> [ASSIGNMENT]:
Please answer these from the comment thread about kapotes below:
(a) Who, besides R. Chaim Vital, is said never to have gone to a Beis Almin?
(b) Whose own levush is described as consisting of rags?
(c) On which street are kapotes said to be less visible than they used to be?

START TEXT SECTION

By the way, does one have to wear a Kapotel to be considered one of the Baalei Batim?
Vesein chelkeinu besorosecho 🙂
It’s all well and good but somehow missed the sephardishe mekkubalim. As to the kever you will be aware that R Chaim and Minhag Beis horav was never to go there. I assume you mean Kappote. This has nothing to do with being Baalei Batim. Witness Sephardim who are more lax. It is the levush of a Cohen, a Talmid Chacham where there is such a minhag, rebbes and those who imitate them. The Lubavitcher rebbe didn’t wear one till he became rebbe
The Lubavitcher Rebbe did wear a kapota before he became Rebbe just not during the week.
He took it off after his wedding at the Seuda … During the week many Chassidim don’t … It’s an interesting observation neither his father nor his father in law did that. It’s not a critique. Just an observation of his unique style!
The Vilna Gaon never went to a Beis Almin either, probably for different reasons than R. Chaim Vital.
I would be interested in hearing your theory on why Kapotes are not as visible as they use to be down on Hotham Street, is it due to the absence of R. Yitzchok Dovid?
The levush doesnt mean anything anymore, there are Yidden wearing the biggest shiniest Tuzlik who don’t know what Atzmus is. Keep in mind too Reb Zushia of Annopoly whose own levush consisted of rags, and he was surely many sephiros above a Talmid Chochem! The 7th Lubavicher donned the Kapote but spurned his shvers Spodik, now that was quite a trade off when it comes to levush.

END TEXT SECTION
START DATASET EXCERPTS

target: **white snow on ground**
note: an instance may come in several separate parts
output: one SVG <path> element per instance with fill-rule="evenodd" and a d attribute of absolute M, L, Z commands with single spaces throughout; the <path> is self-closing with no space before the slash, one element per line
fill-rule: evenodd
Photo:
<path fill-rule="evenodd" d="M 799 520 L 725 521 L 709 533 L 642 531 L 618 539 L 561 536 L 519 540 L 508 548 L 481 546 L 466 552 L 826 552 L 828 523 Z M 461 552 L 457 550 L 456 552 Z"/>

END DATASET EXCERPTS

> [EXERCISE RESPONSE]:
(a) The Vilna Gaon
(b) Reb Zushia of Annopoly
(c) Hotham Street